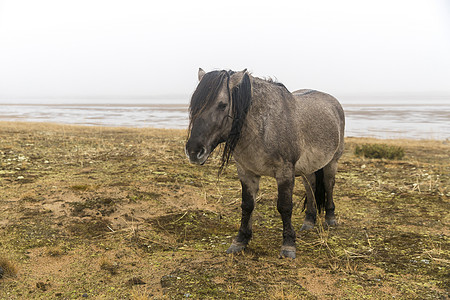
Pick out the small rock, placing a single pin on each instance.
(42, 286)
(135, 281)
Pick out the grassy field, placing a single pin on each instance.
(114, 213)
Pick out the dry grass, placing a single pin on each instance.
(120, 213)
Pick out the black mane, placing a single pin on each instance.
(240, 99)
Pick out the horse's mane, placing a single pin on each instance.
(240, 99)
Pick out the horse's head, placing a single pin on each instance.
(217, 112)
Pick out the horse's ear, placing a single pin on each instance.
(237, 77)
(201, 73)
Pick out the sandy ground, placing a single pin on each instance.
(115, 213)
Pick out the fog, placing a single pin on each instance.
(149, 49)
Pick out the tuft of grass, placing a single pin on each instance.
(108, 265)
(55, 251)
(380, 151)
(7, 268)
+ + + + +
• **TASK REQUIREMENTS**: Rewrite every line of the listing, replacing "single pin" with "single dot" and changing nothing else. Omit the pictures.

• **RESPONSE TO THE TASK**:
Pick out the small rock, placing a single dot on each instance.
(42, 286)
(135, 281)
Pick out the grassy field, placing a single dot on each instance.
(114, 213)
Pick out the dry grass, placing a single dot on each instance.
(120, 213)
Pick out the black mane, placing a single dot on each instance.
(240, 99)
Pick out the horse's mane, placing a single dot on each instance.
(240, 99)
Pick out the horse's head, placing a single dot on each instance.
(217, 112)
Pick out the horse's ear, placing a single dot on each instance.
(237, 77)
(201, 73)
Pick out the sandy ground, placing a single dot on each instance.
(115, 213)
Pick out the fog, placing a single dot on each instance.
(149, 49)
Pick out the tuft of grass, placing a single dot on each instance.
(108, 265)
(55, 251)
(380, 151)
(7, 268)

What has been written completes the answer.